[Extract provided start]

IaC for ML Teams
The GPU Cluster Cost Explosion
It is Tuesday afternoon and the quarterly infrastructure review has just started. The cloud bill for the last month is on the screen: 210,000. The month before, $180,000. The CTO wants to know what happened.
The ML platform team starts digging. They find eight GPU clusters running in AWS - three p3.16xlarge clusters that nobody recognizes. When they SSH in, they find half-finished experiments from three different teams. One cluster has been running since a hackathon six weeks ago. Another was spun up for a benchmark that finished in two days but nobody remembered to tear it down. A third appears to have been created by a contractor who left the company a month ago.
The real problem surfaces as they try to investigate: nobody can tell you exactly what is running or why. The clusters were created through the AWS Console, configured by hand, and the only record of their existence is in the billing dashboard. There is no audit trail of who created them. There is no way to know if the CUDA version matches what the research team uses locally. There is no automated process to shut them down when idle.
The team that built the most expensive cluster tries to recreate it in a new region for a customer demo. Two engineers spend a day and a half clicking through the AWS Console, SSH-ing into machines, running install scripts from memory, and debugging CUDA driver conflicts. When they finally have it working, it is subtly different from the original in ways they cannot fully articulate. The demo runs - barely.
This is not an unusual story. It is the default state for ML teams that have not adopted Infrastructure as Code. And it gets worse as the team grows. Every engineer develops their own cluster setup scripts. Every project uses a slightly different environment. The phrase "it works on my cluster" becomes a punchline that nobody finds funny.
IaC is the practice of defining infrastructure in version-controlled, machine-readable configuration files and using automated tools to apply those definitions. It does not just solve the cost problem - it solves the reproducibility problem, the audit problem, the collaboration problem, and the onboarding problem simultaneously.

[Extract provided end]
[Given data start]

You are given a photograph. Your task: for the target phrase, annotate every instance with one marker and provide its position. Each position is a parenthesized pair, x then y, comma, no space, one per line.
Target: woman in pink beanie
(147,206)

[Given data end]

*Work instructions*
Print the part of the IaC for ML Teams text starting at "The real problem" and ending at "down when idle.", word for word.

*Complete response*
The real problem surfaces as they try to investigate: nobody can tell you exactly what is running or why. The clusters were created through the AWS Console, configured by hand, and the only record of their existence is in the billing dashboard. There is no audit trail of who created them. There is no way to know if the CUDA version matches what the research team uses locally. There is no automated process to shut them down when idle.